OBJETIVO: Reproduce sin ningún cambio el tramo del texto sobre los jefes que va desde "Hay personas que" hasta "les dejen tranquilos.".

TEXTO PROPORCIONADO:
________________

Hay personas que no tienen ningún interés en ser jefe. No quieren decirle a nadie lo que tiene que hacer, ni responsabilizarse por el trabajo de otros ni, en general, tener que aguantar a nadie. Quieren llegar, hacer su trabajo y marcharse al terminar. Y que les dejen tranquilos.

Hay otras personas que sí quieren ser jefes. Entre éstas, suelo distinguir dos tipos principales: las personas que tienen una idea de cómo creen que deberían hacerse las cosas y quieren alcanzar un puesto de poder para hacer realidad esa visión y las que quieren, sin más, ser Jefes (sí, con mayúscula). Los Jefes no suelen tener visión alguna, más allá de cómo quieren que sea su propia vida: con mejor posición, mejor sueldo, mejores y más relajados horarios, menor carga de trabajo y, sobre todo, con poder para decirles a los demás qué es lo que tienen que hacer y qué no. Porque a éstos sí les gusta mandar.

________________

LÍNEAS EXTRAÍDAS:

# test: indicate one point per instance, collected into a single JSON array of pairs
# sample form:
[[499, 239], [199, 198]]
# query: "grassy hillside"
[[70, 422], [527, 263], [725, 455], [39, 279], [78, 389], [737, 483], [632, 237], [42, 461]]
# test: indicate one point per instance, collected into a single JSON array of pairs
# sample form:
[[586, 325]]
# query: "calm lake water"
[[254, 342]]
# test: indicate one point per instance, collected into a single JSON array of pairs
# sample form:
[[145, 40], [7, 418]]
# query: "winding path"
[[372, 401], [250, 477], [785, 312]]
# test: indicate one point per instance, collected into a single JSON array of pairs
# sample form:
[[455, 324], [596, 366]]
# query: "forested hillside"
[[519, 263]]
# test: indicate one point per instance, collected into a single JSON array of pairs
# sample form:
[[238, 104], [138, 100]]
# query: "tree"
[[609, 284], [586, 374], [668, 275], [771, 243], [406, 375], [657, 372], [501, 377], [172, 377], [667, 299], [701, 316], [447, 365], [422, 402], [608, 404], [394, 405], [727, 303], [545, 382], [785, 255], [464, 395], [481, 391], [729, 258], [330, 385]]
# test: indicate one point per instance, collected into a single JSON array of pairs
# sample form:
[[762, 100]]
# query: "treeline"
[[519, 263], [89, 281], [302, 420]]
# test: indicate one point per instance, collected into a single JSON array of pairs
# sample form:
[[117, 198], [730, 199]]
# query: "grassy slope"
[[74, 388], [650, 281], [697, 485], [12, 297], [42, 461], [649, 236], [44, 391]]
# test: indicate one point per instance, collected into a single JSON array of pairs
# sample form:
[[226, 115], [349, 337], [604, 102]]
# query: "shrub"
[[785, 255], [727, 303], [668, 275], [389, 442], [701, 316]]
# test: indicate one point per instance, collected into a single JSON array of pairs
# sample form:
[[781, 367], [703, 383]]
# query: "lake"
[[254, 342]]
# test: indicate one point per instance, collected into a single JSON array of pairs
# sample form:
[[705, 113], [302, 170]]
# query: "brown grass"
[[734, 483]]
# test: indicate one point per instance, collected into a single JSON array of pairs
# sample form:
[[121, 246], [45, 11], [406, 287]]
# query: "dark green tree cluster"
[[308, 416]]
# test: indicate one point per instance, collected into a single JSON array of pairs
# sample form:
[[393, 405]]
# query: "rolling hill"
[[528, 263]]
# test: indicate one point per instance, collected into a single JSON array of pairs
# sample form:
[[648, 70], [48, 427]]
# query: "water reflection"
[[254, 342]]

________________

RESPUESTA AL EJERCICIO:
Hay personas que no tienen ningún interés en ser jefe. No quieren decirle a nadie lo que tiene que hacer, ni responsabilizarse por el trabajo de otros ni, en general, tener que aguantar a nadie. Quieren llegar, hacer su trabajo y marcharse al terminar. Y que les dejen tranquilos.